> [THINGS TO DO]
**a.** In the lower respiratory tract examination text, list the five features of respiration that the inspection step says to check.
**b.** Rewrite the paragraph of the lower respiratory tract examination text that begins "The shape of the chest-" as a brief list, keeping its main facts.
**c.** In the lower respiratory tract examination text, transcribe the passage from "1. The shape" to "abdomen during respiration." word for word.

> [TEXT SECTION]
::::::

Lower Respiratory Tract Examination

We follow the four rules of- Inspection (observation without touching), Palpation (touching and feeling), Percussion (tapping fingers), and Auscultation (using the stethoscope).

So the first one goes as:

Inspection

  1. The shape of the chest- Inspect the patient in standing as well as lying down position. Check for Symmetry, Barrel shaped chest (seen in severe COPD and asthma), Pigeon chest (Pectus carinatum), Funnel chest (Pectus excavatum), Kyphosis, Scoliosis, and Lordosis.
  2. Movement of the chest- Notice symmetry (decreased movement on a side can mean lung collapse), and paradoxical inward motion of the abdomen during respiration.
  3. Apical impulse- seen in the tangential view over the precordium.
  4. Respiration- check the following for respiration:
    • Rate- Normal rate in adults is 14-18, in children- 14-25, and approximately 40 in newborns. A respiration rate over 20 can mean Tachypnoea and below 10 can mean Bradypnoea.
    • Rhythm- Breathing pattern by the movement of the chest. It can be Normal, Irregularly irregular (Biot’s), Regularly regular (Cheyne-stokes,i.e, apnoea for 30 seconds after periods of hyperpnoea), or Miscellaneous like Kussmaul, Stertorous, Prolonged inspiration, and Prolonged expiration.
    • Type- Respiration can be Thoracic (predominantly in females due to more use of chest muscles), Abdominal (predominantly in males), Abdomino-thoracic, or Paradoxical respiration (seen in diaphragmatic palsy, patient’s abdomen comes out in expiration.
    • Depth- It can be Normal, Shallow (seen in narcotic poisoning), or Deep (Hyperpnoea, Hyperventilation, eg. in metabolic acidosis.
    • Pattern- Wheeze (expiratory), Stridor (inspiratory), Shallow breathing, Mouth breathing, Sighing (deep inspiration-pause-deep expiration, Gasping (dying breath), Purse lip respiration.
  5. Venous prominence over the chest.
  6. Fullness (Unilateral/Bilateral) or Depression (Localized/Generalized.

::::::

> [MATERIAL PROVIDED]
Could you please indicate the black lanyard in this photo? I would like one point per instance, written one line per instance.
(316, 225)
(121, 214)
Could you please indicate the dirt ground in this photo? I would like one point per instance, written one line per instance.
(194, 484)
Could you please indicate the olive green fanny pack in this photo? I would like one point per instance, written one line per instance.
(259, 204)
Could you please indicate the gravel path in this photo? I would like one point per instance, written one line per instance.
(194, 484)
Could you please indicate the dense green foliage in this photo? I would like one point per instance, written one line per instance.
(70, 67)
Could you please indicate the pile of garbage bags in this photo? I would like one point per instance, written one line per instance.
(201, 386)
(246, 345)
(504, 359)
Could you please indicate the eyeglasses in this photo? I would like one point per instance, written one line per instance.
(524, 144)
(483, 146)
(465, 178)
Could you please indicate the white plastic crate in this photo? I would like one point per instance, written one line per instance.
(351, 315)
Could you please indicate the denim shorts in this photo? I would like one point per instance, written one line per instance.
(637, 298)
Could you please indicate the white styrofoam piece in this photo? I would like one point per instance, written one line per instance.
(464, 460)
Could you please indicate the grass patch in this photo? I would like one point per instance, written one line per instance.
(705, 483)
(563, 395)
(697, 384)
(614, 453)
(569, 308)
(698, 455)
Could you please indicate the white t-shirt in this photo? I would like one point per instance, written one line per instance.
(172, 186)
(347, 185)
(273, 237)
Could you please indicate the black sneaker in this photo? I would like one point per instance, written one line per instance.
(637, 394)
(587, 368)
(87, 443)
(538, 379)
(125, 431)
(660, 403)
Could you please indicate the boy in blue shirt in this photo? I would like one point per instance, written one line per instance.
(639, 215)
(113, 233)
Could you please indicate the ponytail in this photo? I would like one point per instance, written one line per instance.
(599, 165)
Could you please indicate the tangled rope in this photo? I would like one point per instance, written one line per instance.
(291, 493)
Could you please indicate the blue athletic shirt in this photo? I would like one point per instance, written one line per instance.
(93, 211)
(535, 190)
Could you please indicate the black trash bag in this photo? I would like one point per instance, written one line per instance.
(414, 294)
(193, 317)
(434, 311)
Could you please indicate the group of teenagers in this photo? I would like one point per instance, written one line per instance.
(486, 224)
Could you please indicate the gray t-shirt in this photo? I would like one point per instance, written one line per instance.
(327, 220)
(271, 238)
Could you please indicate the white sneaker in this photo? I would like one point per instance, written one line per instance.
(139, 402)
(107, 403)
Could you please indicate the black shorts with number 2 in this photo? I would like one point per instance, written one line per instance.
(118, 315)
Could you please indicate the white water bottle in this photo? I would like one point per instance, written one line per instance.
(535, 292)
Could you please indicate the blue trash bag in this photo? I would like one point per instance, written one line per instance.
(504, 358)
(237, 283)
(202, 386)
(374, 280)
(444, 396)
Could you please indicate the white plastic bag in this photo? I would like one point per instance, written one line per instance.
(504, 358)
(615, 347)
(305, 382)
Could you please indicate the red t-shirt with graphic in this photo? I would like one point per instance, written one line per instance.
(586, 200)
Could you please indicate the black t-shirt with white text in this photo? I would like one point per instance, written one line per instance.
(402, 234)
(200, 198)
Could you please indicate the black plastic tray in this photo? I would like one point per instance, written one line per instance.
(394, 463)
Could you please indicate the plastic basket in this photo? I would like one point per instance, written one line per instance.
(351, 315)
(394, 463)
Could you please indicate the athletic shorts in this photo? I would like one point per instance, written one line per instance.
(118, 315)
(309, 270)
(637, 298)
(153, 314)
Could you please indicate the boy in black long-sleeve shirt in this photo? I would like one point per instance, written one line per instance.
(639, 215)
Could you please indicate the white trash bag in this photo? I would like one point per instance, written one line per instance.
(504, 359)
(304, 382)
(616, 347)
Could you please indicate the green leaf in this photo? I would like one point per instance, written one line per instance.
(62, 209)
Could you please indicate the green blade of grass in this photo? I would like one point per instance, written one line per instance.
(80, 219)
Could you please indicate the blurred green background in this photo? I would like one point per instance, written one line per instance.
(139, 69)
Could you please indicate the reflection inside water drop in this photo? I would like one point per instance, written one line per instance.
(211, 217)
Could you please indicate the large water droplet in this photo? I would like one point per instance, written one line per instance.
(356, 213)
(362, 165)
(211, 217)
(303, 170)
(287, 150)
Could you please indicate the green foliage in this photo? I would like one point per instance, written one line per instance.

::::::

> [ANSWERS]
**a.** Rate, Rhythm, Type, Depth, Pattern

**b.**
- Inspect the patient both standing and lying down.
- Check for:
  - symmetry
  - barrel-shaped chest (severe COPD and asthma)
  - pigeon chest (pectus carinatum)
  - funnel chest (pectus excavatum)
  - kyphosis, scoliosis, and lordosis

**c.**
1. The shape of the chest- Inspect the patient in standing as well as lying down position. Check for Symmetry, Barrel shaped chest (seen in severe COPD and asthma), Pigeon chest (Pectus carinatum), Funnel chest (Pectus excavatum), Kyphosis, Scoliosis, and Lordosis.
  2. Movement of the chest- Notice symmetry (decreased movement on a side can mean lung collapse), and paradoxical inward motion of the abdomen during respiration.